Would you write out the lines from the one containing "Would you point out the cloud" to the end of the records below, exactly and in full, please?

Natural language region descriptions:
● ● ● ● ● ● ●
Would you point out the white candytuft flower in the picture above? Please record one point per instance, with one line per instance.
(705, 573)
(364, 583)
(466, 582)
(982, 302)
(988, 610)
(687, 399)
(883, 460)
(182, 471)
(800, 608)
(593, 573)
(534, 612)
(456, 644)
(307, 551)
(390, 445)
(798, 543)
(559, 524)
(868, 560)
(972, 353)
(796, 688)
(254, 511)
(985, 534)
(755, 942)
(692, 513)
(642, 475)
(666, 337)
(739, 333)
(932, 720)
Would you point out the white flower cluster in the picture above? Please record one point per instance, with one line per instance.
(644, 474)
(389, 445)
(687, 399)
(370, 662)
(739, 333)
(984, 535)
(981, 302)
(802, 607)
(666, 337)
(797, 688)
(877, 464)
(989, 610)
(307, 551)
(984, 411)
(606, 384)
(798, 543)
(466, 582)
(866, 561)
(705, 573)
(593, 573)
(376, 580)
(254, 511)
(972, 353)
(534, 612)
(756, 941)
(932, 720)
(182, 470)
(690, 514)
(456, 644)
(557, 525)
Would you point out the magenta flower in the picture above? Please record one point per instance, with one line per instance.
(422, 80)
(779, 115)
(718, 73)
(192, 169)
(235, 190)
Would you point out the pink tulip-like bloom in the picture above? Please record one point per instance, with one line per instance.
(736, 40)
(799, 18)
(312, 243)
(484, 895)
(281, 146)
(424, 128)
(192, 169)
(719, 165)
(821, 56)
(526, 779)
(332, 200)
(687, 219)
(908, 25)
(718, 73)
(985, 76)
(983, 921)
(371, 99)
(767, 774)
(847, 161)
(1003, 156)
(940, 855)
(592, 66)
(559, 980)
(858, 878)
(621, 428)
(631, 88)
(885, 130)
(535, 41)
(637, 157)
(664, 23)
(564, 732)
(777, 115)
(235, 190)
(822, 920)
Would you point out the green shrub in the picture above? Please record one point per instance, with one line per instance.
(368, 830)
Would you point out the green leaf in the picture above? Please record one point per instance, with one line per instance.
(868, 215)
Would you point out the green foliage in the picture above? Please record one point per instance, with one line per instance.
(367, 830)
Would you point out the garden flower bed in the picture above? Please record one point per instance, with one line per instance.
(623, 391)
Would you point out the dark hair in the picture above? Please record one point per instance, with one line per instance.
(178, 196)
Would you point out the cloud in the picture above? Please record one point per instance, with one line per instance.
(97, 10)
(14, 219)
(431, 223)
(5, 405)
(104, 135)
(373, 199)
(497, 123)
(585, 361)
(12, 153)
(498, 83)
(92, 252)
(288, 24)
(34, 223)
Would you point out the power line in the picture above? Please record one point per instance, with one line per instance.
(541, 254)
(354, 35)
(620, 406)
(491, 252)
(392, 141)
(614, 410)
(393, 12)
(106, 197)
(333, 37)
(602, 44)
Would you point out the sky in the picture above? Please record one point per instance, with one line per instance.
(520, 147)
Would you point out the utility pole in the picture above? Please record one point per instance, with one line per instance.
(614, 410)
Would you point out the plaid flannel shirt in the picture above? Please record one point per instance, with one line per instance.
● ● ● ● ● ● ●
### FINAL ANSWER
Would you point out the cloud in the picture above? Please record one point per instance, with one line per instance.
(97, 10)
(14, 219)
(431, 223)
(5, 405)
(104, 135)
(373, 199)
(497, 123)
(585, 361)
(12, 153)
(498, 83)
(92, 252)
(288, 24)
(34, 223)
Would you point out the power line in the picture above? Please record one point per instance, with one line per instance.
(541, 254)
(354, 35)
(620, 406)
(491, 252)
(392, 141)
(614, 410)
(393, 12)
(106, 197)
(333, 37)
(602, 44)
Would you point out the sky in the picture above? Please record one point per instance, with one line per instance.
(520, 147)
Would you point out the utility pole in the picture above? Please record one point per instance, with one line per instance.
(614, 410)
Would you point out the plaid flannel shirt in the picture above? Please record one point per instance, with one line per instance.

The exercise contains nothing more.